*Object position labeling entries:*
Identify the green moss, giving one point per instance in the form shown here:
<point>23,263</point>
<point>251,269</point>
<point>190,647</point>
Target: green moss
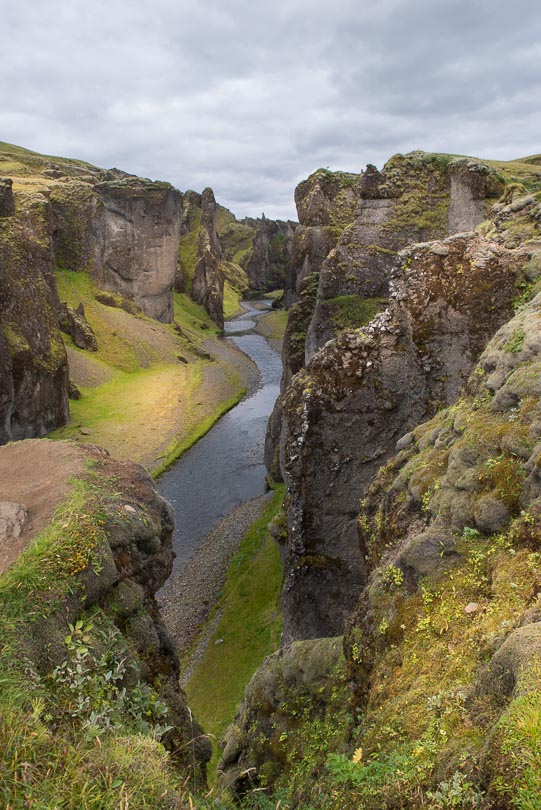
<point>249,624</point>
<point>347,311</point>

*What you need to do:* Report each line of the rows above that contains the word "green".

*Finished answer:*
Identify the green moss, giving one point per instance in the form shown here:
Target: green moss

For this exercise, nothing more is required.